Prompt. According to the court ruling excerpt, how many of the grounds in Garnett's Motion does the government say he raised on direct appeal?

------ Document passage

The government argues that because Garnett raised 13 of the grounds asserted in the Motion on direct appeal and the Ninth Circuit rejected them, he is barred from seeking habeas relief on those grounds. (ECF No 408 at 12.) In particular, the government points out that the claims asserted in the Discovery-Related Grounds, in grounds one and four (“Rule 413 Evidence”), and in grounds six (placing Defendant in leg shackles) and seven (insufficiency of the evidence) (collectively referred to as “Raised Grounds”) were raised in Garnett's direct appeal. (ECF Nos. 408 at 8-9, 8 n.4, 12, 316 at 2 (identifying arguments raised on appeal).) And the Ninth Circuit affirmed. (ECF No. 316.) Moreover, Garnett does not dispute in reply that he raised these grounds in his direct appeal. (ECF No. 420.) “When a defendant has raised a claim and has been given a full and fair opportunity to litigate it on direct appeal, that claim may not be used as basis for a subsequent § 2255 petition.” United States v. Hayes, 231 F.3d 1132, 1139 (9th Cir. 2000) (finding that petitioner's Brady claims had been addressed and rejected on direct appeal) (citing United States v. Redd, 759 F.2d 699, 701 (9th Cir. 1985) (finding that a claim that was raised on direct appeal and rejected cannot be the basis of a 2255 motion)). The Court accordingly agrees with the government that Garnett cannot rely on the claims in the Raised Grounds to support his Motion. The Court therefore denies relief as to the Raised Grounds.

------------
------ Source material

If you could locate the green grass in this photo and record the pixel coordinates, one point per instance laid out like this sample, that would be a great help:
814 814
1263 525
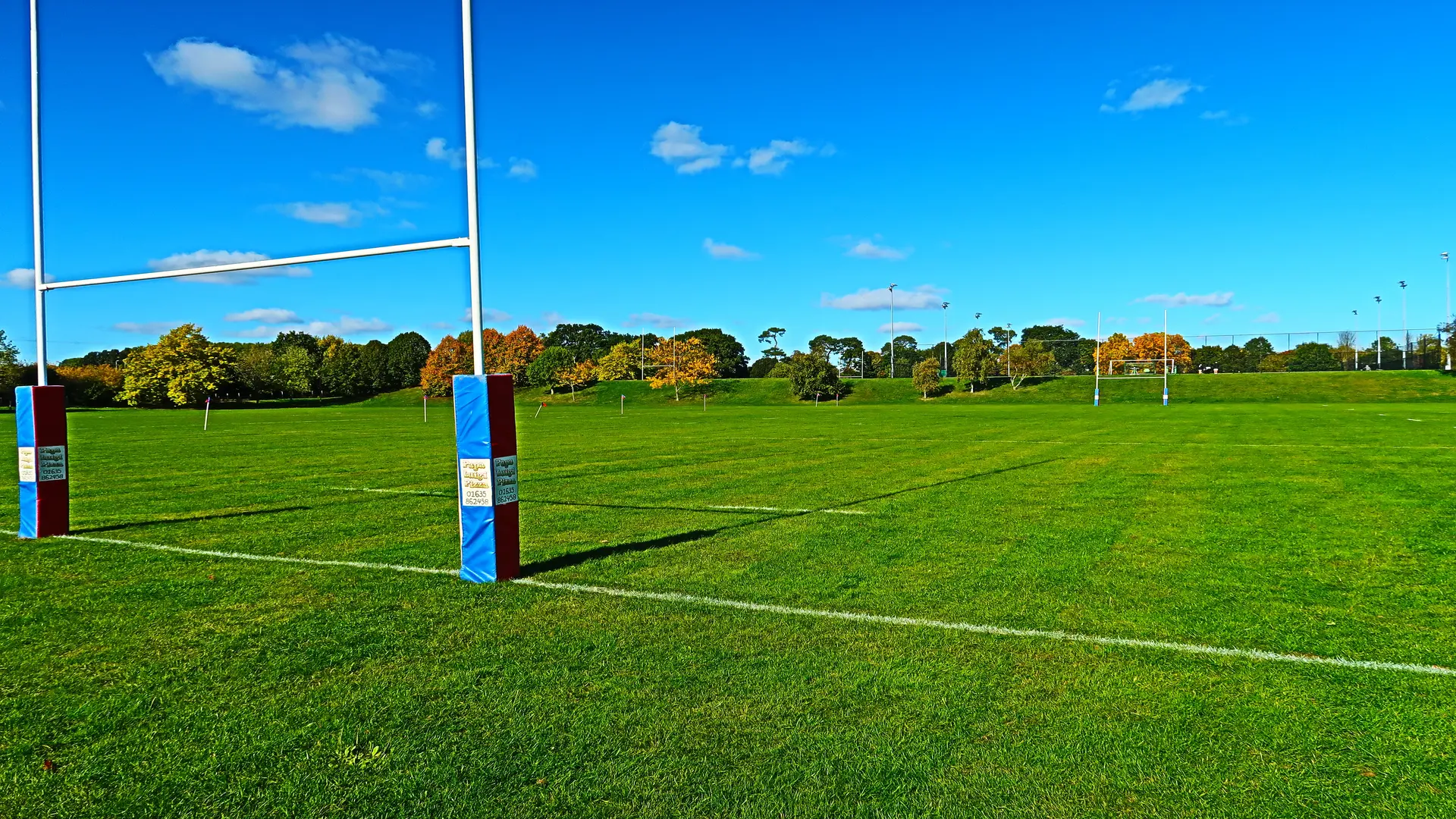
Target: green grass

------------

Answer for the task. 13